Thus began the latest of well-intentioned Western efforts to "help Afghans." Of course, if the US had really wanted to help Afghans, they would have started by cleaning up the mess left in 1989, after the disastrous invasion and failed occupation by the Soviet Union, which some analysts cite as a major factor in its demise. In the unvarnished history that Bleeding Afghanistan relates, the US used Afghans to fight a proxy war against the invaders, and after both Cold War adversaries wrecked the country, US policy entailed leaving the Afghans to fend for themselves. A CIA-originated comment (well known to the locals) has it that "the US was willing to fight the Soviets to the last Afghan." Today, the Taliban are attempting to win Afghan hearts and minds by citing this recent history, arguing that the Soviets failed to win their war against Afghanistan even though they were not bogged down elsewhere.

The authors of Bleeding Afghanistan are Sonali Kolhatkar and James Ingalls, the co-directors of the Afghans Women’s Mission, a US-based grassroots organization that is affiliated with the Revolutionary Association of the Women of Afghanistan, or RAWA, a collective of courageous Afghan feminists working for social change within the country. In their research, Kolhatkar and Ingalls spent most of 2005 in Afghanistan conducting interviews that form much of the groundwork for Bleeding Afghanistan. Their book provides a nuanced corrective to recent history, which is submerged under a mainstream media whitewash. Kolhatkar and Ingalls cite the self-serving (and largely ignored) reasons for the invasion and occupation of Afghanistan: to "restore imperial prestige" undermined by 9/11; to pave a "stepping-stone to Iraq"; to demonstrate that "imperial democracy" can be imposed by force to turn a failed state "into an upwardly-mobile democracy"; to shore up future Republican gains with "election propaganda"; and to provide a "war on terror demonstration."

After the splintering of the Soviet Union, the US and its allies began jockeying for position in a region that is a strategic prize in the new "great game" – for petroleum resources. The old Great Game was played in the 19th and early 20th century by the major world powers (Britain, France, Russia, China, Iran, and Turkey). During this period, Great Britain fought three failed wars against Afghanistan.

What is being asked:
Write out the entire review passage on Bleeding Afghanistan word for word. The lines have nothing to do with this.

Point annotation lines:
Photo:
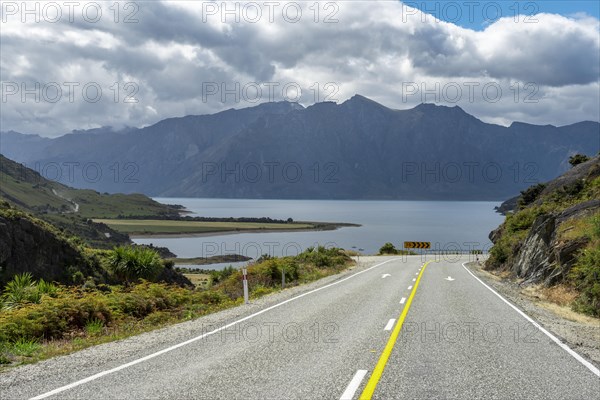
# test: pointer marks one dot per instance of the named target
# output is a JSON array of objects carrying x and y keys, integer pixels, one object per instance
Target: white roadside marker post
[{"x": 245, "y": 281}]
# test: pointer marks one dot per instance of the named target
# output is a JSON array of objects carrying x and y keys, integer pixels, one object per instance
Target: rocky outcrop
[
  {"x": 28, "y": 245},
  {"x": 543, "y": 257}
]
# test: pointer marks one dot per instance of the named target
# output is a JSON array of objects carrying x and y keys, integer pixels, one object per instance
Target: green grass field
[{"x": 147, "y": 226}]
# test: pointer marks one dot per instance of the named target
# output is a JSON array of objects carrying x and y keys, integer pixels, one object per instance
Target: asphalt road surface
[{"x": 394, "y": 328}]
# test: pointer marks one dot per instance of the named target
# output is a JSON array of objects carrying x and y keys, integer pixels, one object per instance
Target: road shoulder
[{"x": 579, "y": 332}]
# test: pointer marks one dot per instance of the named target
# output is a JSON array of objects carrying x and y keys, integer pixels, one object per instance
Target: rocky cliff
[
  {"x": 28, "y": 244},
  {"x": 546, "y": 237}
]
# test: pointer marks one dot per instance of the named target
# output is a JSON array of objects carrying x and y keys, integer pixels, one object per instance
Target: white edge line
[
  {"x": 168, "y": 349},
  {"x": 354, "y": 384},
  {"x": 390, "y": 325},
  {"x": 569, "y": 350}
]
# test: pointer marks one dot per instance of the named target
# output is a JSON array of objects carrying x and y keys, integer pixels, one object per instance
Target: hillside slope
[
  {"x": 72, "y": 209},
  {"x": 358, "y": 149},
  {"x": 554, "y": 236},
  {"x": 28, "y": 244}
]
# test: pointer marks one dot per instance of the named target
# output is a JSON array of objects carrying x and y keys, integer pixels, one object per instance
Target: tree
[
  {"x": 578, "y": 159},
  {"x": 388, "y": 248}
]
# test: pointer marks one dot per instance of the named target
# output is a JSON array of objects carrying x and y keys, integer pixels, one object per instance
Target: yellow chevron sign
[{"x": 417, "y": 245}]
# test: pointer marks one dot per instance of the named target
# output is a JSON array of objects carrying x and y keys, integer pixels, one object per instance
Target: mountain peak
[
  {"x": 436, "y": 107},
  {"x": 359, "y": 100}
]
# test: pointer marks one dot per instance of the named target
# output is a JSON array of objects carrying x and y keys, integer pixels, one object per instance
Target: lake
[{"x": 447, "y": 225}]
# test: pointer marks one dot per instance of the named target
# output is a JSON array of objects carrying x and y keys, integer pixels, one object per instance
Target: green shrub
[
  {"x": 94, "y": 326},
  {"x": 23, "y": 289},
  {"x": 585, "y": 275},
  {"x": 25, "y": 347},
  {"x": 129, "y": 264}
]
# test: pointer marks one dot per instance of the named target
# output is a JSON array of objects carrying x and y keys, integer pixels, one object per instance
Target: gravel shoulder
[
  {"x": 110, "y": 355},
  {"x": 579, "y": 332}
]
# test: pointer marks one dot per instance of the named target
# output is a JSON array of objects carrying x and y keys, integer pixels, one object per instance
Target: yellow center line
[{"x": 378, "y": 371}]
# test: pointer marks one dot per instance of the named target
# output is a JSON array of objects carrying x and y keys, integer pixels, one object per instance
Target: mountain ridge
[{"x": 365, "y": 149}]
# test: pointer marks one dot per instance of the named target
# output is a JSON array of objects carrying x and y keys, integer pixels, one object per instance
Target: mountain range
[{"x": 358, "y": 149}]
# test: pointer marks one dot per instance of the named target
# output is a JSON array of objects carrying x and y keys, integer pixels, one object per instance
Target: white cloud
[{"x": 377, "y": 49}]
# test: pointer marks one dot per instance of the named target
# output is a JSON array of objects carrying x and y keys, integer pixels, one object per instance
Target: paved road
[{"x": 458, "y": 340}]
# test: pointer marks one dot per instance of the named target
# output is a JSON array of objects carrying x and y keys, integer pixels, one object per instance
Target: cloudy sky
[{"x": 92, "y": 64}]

Answer:
Thus began the latest of well-intentioned Western efforts to "help Afghans." Of course, if the US had really wanted to help Afghans, they would have started by cleaning up the mess left in 1989, after the disastrous invasion and failed occupation by the Soviet Union, which some analysts cite as a major factor in its demise. In the unvarnished history that Bleeding Afghanistan relates, the US used Afghans to fight a proxy war against the invaders, and after both Cold War adversaries wrecked the country, US policy entailed leaving the Afghans to fend for themselves. A CIA-originated comment (well known to the locals) has it that "the US was willing to fight the Soviets to the last Afghan." Today, the Taliban are attempting to win Afghan hearts and minds by citing this recent history, arguing that the Soviets failed to win their war against Afghanistan even though they were not bogged down elsewhere.

The authors of Bleeding Afghanistan are Sonali Kolhatkar and James Ingalls, the co-directors of the Afghans Women’s Mission, a US-based grassroots organization that is affiliated with the Revolutionary Association of the Women of Afghanistan, or RAWA, a collective of courageous Afghan feminists working for social change within the country. In their research, Kolhatkar and Ingalls spent most of 2005 in Afghanistan conducting interviews that form much of the groundwork for Bleeding Afghanistan. Their book provides a nuanced corrective to recent history, which is submerged under a mainstream media whitewash. Kolhatkar and Ingalls cite the self-serving (and largely ignored) reasons for the invasion and occupation of Afghanistan: to "restore imperial prestige" undermined by 9/11; to pave a "stepping-stone to Iraq"; to demonstrate that "imperial democracy" can be imposed by force to turn a failed state "into an upwardly-mobile democracy"; to shore up future Republican gains with "election propaganda"; and to provide a "war on terror demonstration."

After the splintering of the Soviet Union, the US and its allies began jockeying for position in a region that is a strategic prize in the new "great game" – for petroleum resources. The old Great Game was played in the 19th and early 20th century by the major world powers (Britain, France, Russia, China, Iran, and Turkey). During this period, Great Britain fought three failed wars against Afghanistan.